## Supplied records
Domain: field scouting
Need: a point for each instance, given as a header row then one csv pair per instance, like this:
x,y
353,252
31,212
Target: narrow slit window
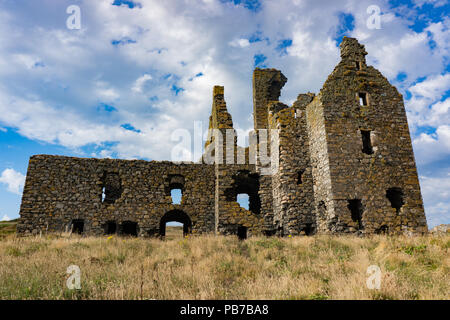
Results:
x,y
300,176
367,142
242,232
396,197
362,98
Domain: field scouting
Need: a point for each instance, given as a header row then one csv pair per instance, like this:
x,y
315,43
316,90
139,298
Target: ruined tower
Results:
x,y
363,166
344,164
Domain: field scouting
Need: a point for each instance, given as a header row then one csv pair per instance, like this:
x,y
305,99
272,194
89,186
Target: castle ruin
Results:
x,y
346,165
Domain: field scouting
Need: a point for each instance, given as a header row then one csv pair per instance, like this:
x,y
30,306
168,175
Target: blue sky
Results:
x,y
137,71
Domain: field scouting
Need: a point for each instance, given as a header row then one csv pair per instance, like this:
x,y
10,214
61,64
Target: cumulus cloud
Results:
x,y
436,192
132,76
14,180
139,83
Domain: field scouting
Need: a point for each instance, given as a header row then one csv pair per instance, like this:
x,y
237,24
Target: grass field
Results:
x,y
218,267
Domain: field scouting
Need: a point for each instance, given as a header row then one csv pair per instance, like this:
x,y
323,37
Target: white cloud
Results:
x,y
242,43
14,180
436,192
139,83
435,3
175,41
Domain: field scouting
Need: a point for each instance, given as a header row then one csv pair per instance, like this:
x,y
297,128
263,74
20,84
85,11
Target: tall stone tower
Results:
x,y
363,166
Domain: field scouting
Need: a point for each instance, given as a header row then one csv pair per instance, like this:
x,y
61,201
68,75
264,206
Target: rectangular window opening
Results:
x,y
362,98
356,210
367,142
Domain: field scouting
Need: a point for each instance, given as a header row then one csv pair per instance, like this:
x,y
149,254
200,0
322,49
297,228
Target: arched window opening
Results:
x,y
78,226
176,218
129,228
367,142
356,209
242,232
176,195
110,227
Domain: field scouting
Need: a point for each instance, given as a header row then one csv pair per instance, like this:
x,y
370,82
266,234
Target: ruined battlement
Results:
x,y
345,164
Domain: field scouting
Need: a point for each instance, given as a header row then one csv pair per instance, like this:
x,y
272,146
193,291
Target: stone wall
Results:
x,y
366,169
344,163
59,190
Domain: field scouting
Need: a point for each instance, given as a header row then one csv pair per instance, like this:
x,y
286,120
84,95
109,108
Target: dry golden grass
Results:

## What this task involves
Within the listing above, filter for lines holding the string "grass" and copy each one.

## Answer
Target: grass field
Target: dry golden grass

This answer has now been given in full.